- Quoted passage:
----
- The Washington Times - Friday, November 22, 2002

PRAGUE NATO invited seven former communist countries to become members yesterday, marking its largest expansion to date, and turned its gaze even farther eastward to potential allies in the Caucasus and Central Asia.
At a two-day summit in Prague, the alliance also adopted a U.S. proposal to create an "advanced and flexible" response force of 20,000 troops, capable of deployment within one month, which will be "ready to move quickly to wherever needed."
The NATO leaders also endorsed new initiatives to enhance the alliance's capabilities against nuclear, biological and chemical weapons, and handing the Bush administration broad success on its complete agenda agreed to "examine options" for building a missile-defense shield.
The changes are meant to transform NATO from a Cold War organization arrayed against the Soviet Union into one that can successfully face new threats posed by terrorism and weapons of mass destruction, alliance officials said.
----
- Data:

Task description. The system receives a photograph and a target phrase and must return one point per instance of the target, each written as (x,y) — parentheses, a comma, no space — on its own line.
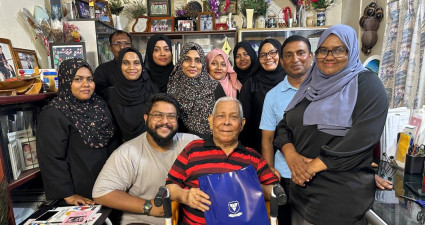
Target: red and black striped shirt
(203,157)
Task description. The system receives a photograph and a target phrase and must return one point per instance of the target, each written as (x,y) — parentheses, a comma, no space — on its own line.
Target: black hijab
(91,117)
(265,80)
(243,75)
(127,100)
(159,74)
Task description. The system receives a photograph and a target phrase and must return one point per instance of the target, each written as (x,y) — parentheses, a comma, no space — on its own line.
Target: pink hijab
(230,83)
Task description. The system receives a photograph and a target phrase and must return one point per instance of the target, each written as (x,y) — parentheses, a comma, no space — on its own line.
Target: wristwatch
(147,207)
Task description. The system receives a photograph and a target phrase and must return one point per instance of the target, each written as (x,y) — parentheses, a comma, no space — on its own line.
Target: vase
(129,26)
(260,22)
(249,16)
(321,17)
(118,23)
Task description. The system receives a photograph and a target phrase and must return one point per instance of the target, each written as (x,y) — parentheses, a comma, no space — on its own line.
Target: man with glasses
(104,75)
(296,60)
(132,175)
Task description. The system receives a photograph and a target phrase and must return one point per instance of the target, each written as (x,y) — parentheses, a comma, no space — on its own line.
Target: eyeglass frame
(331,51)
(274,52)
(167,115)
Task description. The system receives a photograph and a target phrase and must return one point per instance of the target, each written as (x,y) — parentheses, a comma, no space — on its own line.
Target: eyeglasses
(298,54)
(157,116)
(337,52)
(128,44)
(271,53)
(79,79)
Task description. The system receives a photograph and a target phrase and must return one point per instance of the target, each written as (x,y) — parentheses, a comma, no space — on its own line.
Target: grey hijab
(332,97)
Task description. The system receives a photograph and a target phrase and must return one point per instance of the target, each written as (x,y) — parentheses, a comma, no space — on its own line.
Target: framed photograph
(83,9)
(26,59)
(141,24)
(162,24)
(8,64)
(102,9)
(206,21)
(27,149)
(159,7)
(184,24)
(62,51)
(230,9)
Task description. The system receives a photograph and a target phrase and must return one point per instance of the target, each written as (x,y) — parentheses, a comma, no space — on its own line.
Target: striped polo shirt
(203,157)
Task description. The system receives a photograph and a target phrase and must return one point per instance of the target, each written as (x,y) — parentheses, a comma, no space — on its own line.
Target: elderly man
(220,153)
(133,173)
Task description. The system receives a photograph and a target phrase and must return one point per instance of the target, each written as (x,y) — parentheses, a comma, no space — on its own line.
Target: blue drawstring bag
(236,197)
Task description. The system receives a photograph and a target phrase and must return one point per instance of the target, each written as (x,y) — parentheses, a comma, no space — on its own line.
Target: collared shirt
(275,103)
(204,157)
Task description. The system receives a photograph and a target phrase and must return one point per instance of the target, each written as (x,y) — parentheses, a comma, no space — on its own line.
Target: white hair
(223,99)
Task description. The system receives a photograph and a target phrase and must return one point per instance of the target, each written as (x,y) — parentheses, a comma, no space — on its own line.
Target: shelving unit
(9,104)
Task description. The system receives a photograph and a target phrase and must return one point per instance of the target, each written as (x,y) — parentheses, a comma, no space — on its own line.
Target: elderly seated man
----
- Complete the following:
• 1. Reproduce word for word the part of the NATO summit article from "PRAGUE NATO invited" to "and Central Asia.".
• 2. Resume the news report on the NATO summit in Prague from where it stops.

- Outputs by task:
• 1.
PRAGUE NATO invited seven former communist countries to become members yesterday, marking its largest expansion to date, and turned its gaze even farther eastward to potential allies in the Caucasus and Central Asia.

• 2.
Although widely expected, the membership invitations to Bulgaria, Estonia, Lithuania, Latvia, Romania, Slovakia and Slovenia produced an obvious sense of excitement and celebration. Leaders of both current and future members scrambled for words to describe the event's significance.
"This is a crucially important decision where consensus among allies has emerged gradually over the last few months," said NATO Secretary-General George Robertson. "We can, therefore, say with complete confidence that this round of enlargement will maintain and increase NATO's strength, cohesion and vitality."
President Bush, in a brief remark, said yesterday's decision "reaffirms our commitment to freedom" and to a Europe whole, free and at peace. "By welcoming seven members, we will not only add to our military capabilities, we will refresh the spirit of this great democratic alliance," he said.
French President Jacques Chirac took the opportunity to remind his colleagues that France had supported membership for Bulgaria, Romania and Slovenia during the previous round of expansion in 1997, when Poland, Hungary and the Czech Republic were invited to join. "The vision of our continent's future, which was unable to take root at the time," he said, alluding to U.S. objections at that time, "is now shared by all."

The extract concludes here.